• [Action item]: For the records below, give the number of lines containing the word "shadow" and no other text.

=== Begin Enclosure ===

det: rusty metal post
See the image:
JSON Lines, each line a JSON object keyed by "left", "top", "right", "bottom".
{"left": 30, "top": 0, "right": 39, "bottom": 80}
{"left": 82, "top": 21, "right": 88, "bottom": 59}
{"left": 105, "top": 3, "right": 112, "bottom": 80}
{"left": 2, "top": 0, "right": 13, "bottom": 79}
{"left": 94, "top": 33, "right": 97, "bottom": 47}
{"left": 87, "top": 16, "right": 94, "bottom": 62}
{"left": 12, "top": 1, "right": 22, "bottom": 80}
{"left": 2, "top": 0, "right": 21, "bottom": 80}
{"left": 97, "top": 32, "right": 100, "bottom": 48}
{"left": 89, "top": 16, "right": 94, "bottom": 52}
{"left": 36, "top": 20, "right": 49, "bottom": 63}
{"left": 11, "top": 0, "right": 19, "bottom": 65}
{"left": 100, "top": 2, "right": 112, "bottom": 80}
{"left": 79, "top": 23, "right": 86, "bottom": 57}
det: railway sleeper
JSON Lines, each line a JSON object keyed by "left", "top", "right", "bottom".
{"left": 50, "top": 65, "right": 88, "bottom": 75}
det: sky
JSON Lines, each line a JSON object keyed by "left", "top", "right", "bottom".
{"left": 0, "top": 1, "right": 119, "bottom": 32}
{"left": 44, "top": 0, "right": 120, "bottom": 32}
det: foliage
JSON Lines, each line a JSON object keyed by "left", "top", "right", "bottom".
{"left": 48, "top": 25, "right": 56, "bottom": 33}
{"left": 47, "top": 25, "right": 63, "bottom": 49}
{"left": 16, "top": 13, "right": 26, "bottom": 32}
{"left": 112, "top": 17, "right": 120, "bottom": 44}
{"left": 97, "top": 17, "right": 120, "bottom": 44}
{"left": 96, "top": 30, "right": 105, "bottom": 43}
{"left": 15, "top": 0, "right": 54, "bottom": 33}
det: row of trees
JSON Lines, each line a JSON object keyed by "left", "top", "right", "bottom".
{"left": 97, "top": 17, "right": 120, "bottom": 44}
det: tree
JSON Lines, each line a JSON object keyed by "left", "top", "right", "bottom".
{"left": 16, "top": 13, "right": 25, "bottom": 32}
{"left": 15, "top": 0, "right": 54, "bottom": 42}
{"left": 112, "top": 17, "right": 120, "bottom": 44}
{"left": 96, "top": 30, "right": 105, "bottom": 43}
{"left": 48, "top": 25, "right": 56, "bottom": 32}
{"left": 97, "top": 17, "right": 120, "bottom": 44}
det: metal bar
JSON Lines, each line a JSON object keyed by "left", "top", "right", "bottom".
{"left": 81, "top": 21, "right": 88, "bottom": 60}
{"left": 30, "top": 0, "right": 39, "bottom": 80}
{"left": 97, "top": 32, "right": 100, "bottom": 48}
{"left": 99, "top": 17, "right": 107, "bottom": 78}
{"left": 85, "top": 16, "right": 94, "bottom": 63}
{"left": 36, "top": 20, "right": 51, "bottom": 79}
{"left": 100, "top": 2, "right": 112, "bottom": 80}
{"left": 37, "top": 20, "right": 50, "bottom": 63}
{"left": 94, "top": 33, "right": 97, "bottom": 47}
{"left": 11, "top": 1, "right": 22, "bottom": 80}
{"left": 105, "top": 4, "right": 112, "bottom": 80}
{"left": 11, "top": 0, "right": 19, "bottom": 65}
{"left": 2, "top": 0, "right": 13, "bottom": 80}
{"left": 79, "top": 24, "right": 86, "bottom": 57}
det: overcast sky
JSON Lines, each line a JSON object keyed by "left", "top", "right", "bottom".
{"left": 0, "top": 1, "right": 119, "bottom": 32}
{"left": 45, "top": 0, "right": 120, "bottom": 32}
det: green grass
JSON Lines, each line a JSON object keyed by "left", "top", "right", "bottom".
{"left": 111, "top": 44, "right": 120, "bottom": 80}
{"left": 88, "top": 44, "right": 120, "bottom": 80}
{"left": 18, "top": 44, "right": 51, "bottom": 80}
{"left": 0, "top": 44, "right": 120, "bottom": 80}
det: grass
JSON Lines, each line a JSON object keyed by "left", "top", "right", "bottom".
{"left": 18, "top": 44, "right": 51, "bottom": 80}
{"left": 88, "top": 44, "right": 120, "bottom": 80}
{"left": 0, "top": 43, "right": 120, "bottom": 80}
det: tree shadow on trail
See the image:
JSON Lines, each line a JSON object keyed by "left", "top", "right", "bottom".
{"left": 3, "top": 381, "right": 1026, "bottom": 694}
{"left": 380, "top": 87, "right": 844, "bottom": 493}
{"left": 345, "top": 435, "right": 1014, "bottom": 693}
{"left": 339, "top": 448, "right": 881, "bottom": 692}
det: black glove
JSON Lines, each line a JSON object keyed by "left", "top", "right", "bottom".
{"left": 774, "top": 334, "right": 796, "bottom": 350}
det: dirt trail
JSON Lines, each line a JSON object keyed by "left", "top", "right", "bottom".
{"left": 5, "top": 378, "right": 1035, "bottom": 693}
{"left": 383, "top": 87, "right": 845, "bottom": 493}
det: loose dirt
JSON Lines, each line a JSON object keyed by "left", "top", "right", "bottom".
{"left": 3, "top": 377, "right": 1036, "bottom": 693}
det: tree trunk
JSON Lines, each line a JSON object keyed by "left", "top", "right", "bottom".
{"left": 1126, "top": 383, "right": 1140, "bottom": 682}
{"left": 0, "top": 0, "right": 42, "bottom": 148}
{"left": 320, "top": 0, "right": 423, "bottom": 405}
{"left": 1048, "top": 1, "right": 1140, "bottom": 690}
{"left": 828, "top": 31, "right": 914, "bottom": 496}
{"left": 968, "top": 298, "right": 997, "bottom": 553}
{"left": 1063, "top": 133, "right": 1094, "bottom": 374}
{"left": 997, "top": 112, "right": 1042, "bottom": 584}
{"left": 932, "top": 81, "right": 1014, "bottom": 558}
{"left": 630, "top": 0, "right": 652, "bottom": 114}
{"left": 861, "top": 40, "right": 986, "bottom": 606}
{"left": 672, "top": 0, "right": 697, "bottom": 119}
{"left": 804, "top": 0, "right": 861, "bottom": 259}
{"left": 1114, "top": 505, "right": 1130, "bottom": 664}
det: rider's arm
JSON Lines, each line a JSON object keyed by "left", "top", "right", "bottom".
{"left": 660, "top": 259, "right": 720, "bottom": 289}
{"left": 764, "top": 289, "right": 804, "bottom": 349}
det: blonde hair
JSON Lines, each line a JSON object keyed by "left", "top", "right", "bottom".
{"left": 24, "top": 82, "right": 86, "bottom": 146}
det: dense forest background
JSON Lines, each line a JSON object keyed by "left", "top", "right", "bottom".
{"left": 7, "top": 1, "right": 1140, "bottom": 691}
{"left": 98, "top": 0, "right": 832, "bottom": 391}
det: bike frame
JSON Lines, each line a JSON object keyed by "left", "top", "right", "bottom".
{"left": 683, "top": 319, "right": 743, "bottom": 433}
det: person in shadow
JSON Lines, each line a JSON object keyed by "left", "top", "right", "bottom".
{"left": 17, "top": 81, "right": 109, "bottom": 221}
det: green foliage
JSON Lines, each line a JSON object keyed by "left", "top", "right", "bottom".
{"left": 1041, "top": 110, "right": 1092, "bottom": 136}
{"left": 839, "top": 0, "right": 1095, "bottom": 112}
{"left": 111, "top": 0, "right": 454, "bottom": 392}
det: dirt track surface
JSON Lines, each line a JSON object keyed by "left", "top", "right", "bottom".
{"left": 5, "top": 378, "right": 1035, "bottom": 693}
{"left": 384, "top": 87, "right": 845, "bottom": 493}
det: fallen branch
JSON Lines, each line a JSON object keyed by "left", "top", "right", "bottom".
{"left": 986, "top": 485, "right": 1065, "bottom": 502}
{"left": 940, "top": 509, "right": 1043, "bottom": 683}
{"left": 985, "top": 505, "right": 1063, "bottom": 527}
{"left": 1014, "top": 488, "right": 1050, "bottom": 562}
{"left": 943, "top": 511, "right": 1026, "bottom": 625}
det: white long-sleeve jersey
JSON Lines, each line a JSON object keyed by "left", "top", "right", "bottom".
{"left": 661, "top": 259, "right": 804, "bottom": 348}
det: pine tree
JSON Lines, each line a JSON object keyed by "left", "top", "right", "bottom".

=== End Enclosure ===

• [Response to the task]: 2